== TASK OBJECTIVE ==
Every line in the listing is to be echoed verbatim.

== ENTRIES ==
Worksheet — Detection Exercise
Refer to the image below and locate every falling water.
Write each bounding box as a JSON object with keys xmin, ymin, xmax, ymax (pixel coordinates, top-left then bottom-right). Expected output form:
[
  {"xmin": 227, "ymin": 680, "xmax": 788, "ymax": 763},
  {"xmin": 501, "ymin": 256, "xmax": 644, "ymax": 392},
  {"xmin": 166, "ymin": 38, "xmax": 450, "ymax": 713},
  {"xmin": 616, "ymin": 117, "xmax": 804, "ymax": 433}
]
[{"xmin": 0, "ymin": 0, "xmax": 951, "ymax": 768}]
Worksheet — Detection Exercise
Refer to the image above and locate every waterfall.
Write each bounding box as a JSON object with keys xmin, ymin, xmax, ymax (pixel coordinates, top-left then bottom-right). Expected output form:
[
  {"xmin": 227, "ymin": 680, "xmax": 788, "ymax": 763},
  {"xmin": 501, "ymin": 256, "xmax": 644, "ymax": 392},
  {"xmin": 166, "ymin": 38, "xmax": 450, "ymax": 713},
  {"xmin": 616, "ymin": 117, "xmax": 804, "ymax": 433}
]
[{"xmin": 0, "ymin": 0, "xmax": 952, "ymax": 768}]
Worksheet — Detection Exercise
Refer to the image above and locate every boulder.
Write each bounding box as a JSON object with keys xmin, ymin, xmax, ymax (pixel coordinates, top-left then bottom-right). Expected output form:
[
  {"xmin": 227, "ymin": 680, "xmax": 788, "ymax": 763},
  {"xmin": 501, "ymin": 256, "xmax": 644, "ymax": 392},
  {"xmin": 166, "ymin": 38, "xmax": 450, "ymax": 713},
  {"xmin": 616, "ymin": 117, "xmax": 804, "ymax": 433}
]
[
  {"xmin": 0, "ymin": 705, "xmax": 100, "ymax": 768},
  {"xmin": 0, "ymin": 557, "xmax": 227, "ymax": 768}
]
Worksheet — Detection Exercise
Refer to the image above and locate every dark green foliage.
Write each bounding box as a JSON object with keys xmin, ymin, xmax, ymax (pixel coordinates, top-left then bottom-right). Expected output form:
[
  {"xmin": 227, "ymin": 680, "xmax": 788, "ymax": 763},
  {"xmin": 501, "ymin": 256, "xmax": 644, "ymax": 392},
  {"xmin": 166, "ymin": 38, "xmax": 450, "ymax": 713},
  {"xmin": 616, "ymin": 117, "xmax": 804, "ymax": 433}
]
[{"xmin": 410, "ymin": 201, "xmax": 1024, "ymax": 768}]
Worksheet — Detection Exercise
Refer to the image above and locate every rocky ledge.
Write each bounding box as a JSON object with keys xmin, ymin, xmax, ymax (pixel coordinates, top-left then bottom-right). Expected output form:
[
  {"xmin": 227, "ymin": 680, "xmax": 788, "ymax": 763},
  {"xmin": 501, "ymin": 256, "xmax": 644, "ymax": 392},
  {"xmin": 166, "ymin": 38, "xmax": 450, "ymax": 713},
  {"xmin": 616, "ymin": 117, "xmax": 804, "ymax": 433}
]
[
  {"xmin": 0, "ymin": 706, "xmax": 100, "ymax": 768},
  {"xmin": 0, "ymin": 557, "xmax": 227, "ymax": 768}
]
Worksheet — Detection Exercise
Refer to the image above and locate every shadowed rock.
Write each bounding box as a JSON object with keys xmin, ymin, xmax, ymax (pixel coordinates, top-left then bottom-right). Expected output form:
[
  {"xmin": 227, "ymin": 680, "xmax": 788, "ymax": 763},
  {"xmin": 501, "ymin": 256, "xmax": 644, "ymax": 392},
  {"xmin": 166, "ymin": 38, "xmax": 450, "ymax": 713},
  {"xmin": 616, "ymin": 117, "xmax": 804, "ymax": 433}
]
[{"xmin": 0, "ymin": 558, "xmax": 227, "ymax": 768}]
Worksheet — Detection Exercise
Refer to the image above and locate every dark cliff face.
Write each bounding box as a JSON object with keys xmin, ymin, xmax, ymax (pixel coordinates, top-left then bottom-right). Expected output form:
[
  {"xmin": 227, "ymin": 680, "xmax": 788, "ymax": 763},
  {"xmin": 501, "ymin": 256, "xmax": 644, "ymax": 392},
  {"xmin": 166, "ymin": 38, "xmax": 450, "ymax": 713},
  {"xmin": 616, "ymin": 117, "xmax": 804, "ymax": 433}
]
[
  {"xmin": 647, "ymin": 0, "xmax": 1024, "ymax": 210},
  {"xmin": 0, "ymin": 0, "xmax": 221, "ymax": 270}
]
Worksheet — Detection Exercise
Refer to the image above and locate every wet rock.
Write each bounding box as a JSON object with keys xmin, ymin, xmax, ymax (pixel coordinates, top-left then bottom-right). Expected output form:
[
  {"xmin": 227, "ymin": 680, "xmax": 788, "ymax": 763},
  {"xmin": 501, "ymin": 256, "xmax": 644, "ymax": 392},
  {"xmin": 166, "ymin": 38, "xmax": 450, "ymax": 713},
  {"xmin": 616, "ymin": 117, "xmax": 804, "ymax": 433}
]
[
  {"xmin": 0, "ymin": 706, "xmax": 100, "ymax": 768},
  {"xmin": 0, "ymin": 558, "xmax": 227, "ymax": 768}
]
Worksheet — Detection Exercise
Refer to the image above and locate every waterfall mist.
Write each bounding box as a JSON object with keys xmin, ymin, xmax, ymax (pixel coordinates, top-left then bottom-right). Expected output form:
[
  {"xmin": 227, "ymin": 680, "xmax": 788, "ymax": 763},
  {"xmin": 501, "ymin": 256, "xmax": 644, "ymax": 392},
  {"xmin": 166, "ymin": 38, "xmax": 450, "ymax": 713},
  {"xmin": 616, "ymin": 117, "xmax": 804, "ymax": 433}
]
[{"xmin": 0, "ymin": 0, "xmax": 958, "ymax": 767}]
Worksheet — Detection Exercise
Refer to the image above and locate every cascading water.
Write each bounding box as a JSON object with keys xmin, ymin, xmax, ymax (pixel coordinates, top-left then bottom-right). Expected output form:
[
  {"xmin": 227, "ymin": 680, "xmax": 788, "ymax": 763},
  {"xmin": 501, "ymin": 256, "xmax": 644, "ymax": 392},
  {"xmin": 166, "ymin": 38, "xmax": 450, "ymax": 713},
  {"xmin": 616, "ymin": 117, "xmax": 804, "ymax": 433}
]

== WORKED ANSWER ==
Worksheet — Detection Exercise
Refer to the image below and locate every falling water.
Write each bounding box as a JSON object with keys xmin, ymin, xmax, ymax (pixel coordinates, top-left then bottom-right). Expected output form:
[
  {"xmin": 227, "ymin": 680, "xmax": 788, "ymax": 763},
  {"xmin": 501, "ymin": 256, "xmax": 644, "ymax": 392},
  {"xmin": 166, "ymin": 38, "xmax": 450, "ymax": 713},
  {"xmin": 616, "ymin": 117, "xmax": 804, "ymax": 433}
]
[{"xmin": 0, "ymin": 0, "xmax": 951, "ymax": 768}]
Worksheet — Detection Exercise
Refer to the image above and locate every waterfall.
Write each bounding box as a JSON object with keys xmin, ymin, xmax, ymax (pixel coordinates, top-left then bottom-right). Expected output form:
[
  {"xmin": 227, "ymin": 680, "xmax": 788, "ymax": 763},
  {"xmin": 501, "ymin": 256, "xmax": 644, "ymax": 392},
  {"xmin": 166, "ymin": 38, "xmax": 450, "ymax": 713},
  {"xmin": 616, "ymin": 117, "xmax": 804, "ymax": 433}
]
[{"xmin": 0, "ymin": 0, "xmax": 952, "ymax": 768}]
Worksheet — Detection Exercise
Refer to the image above and locate every boulder.
Write each bounding box as a JSON object with keys xmin, ymin, xmax, ymax (pixel coordinates, top-left then bottom-right). Expected output form:
[
  {"xmin": 227, "ymin": 680, "xmax": 788, "ymax": 763},
  {"xmin": 501, "ymin": 256, "xmax": 644, "ymax": 392},
  {"xmin": 166, "ymin": 38, "xmax": 450, "ymax": 713},
  {"xmin": 616, "ymin": 117, "xmax": 804, "ymax": 433}
]
[
  {"xmin": 0, "ymin": 705, "xmax": 100, "ymax": 768},
  {"xmin": 0, "ymin": 557, "xmax": 227, "ymax": 768}
]
Worksheet — Detection Exercise
Refer to the image above and locate every dark green foliage.
Write each bounding box as a JSON object with keys xmin, ymin, xmax, ymax (pixel coordinates, top-left then bottom-right). Expected output form:
[
  {"xmin": 227, "ymin": 680, "xmax": 788, "ymax": 763},
  {"xmin": 501, "ymin": 256, "xmax": 644, "ymax": 392},
  {"xmin": 166, "ymin": 38, "xmax": 450, "ymax": 713},
  {"xmin": 616, "ymin": 117, "xmax": 804, "ymax": 433}
]
[{"xmin": 410, "ymin": 201, "xmax": 1024, "ymax": 768}]
Worksheet — Detection Exercise
Refer to the image above and locate every rocky ledge.
Write each bounding box as a JSON object with keys xmin, ymin, xmax, ymax (pixel coordinates, top-left then bottom-right). Expected output form:
[
  {"xmin": 227, "ymin": 680, "xmax": 788, "ymax": 763},
  {"xmin": 501, "ymin": 256, "xmax": 644, "ymax": 392},
  {"xmin": 166, "ymin": 38, "xmax": 450, "ymax": 713},
  {"xmin": 616, "ymin": 117, "xmax": 804, "ymax": 433}
]
[
  {"xmin": 0, "ymin": 706, "xmax": 100, "ymax": 768},
  {"xmin": 0, "ymin": 557, "xmax": 227, "ymax": 768}
]
Worksheet — Detection Exercise
Refer to the image above and locate every shadowed rock.
Write each bounding box as a JSON object with keys xmin, ymin, xmax, ymax (pixel coordinates, top-left then bottom-right). Expected output form:
[
  {"xmin": 227, "ymin": 680, "xmax": 788, "ymax": 763},
  {"xmin": 501, "ymin": 256, "xmax": 644, "ymax": 392},
  {"xmin": 166, "ymin": 38, "xmax": 450, "ymax": 713},
  {"xmin": 616, "ymin": 117, "xmax": 804, "ymax": 433}
]
[{"xmin": 0, "ymin": 558, "xmax": 227, "ymax": 768}]
Worksheet — Detection Exercise
Refer to the image above and locate every dark cliff face.
Write each bounding box as a JSON object with keys xmin, ymin, xmax, ymax (pixel coordinates, top-left then bottom-right). Expected output form:
[
  {"xmin": 227, "ymin": 680, "xmax": 788, "ymax": 763},
  {"xmin": 501, "ymin": 256, "xmax": 644, "ymax": 392},
  {"xmin": 166, "ymin": 38, "xmax": 450, "ymax": 713},
  {"xmin": 616, "ymin": 117, "xmax": 804, "ymax": 433}
]
[
  {"xmin": 647, "ymin": 0, "xmax": 1024, "ymax": 210},
  {"xmin": 0, "ymin": 0, "xmax": 221, "ymax": 270}
]
Worksheet — Detection Exercise
Refer to the image above and locate every wet rock.
Write each bounding box as a JSON object with keys xmin, ymin, xmax, ymax (pixel coordinates, top-left then bottom-right). Expected output form:
[
  {"xmin": 227, "ymin": 680, "xmax": 788, "ymax": 763},
  {"xmin": 501, "ymin": 256, "xmax": 644, "ymax": 392},
  {"xmin": 166, "ymin": 38, "xmax": 450, "ymax": 713},
  {"xmin": 616, "ymin": 117, "xmax": 804, "ymax": 433}
]
[
  {"xmin": 0, "ymin": 706, "xmax": 100, "ymax": 768},
  {"xmin": 0, "ymin": 558, "xmax": 227, "ymax": 768}
]
Worksheet — Detection Exercise
Refer to the image above and locate every waterfall mist.
Write each bounding box as a JSON object with keys xmin, ymin, xmax, ymax (pixel coordinates, top-left then bottom-right). Expected output form:
[
  {"xmin": 227, "ymin": 680, "xmax": 788, "ymax": 763},
  {"xmin": 501, "ymin": 256, "xmax": 644, "ymax": 392},
  {"xmin": 166, "ymin": 38, "xmax": 450, "ymax": 713},
  {"xmin": 616, "ymin": 117, "xmax": 804, "ymax": 433}
]
[{"xmin": 0, "ymin": 0, "xmax": 958, "ymax": 767}]
Worksheet — Detection Exercise
Refer to the image above and locate every cascading water.
Write each bounding box as a JSON object with keys xmin, ymin, xmax, ymax (pixel coordinates, top-left then bottom-right). Expected output form:
[
  {"xmin": 227, "ymin": 680, "xmax": 788, "ymax": 763},
  {"xmin": 501, "ymin": 256, "xmax": 644, "ymax": 392},
  {"xmin": 166, "ymin": 38, "xmax": 450, "ymax": 713},
  {"xmin": 616, "ymin": 117, "xmax": 804, "ymax": 433}
]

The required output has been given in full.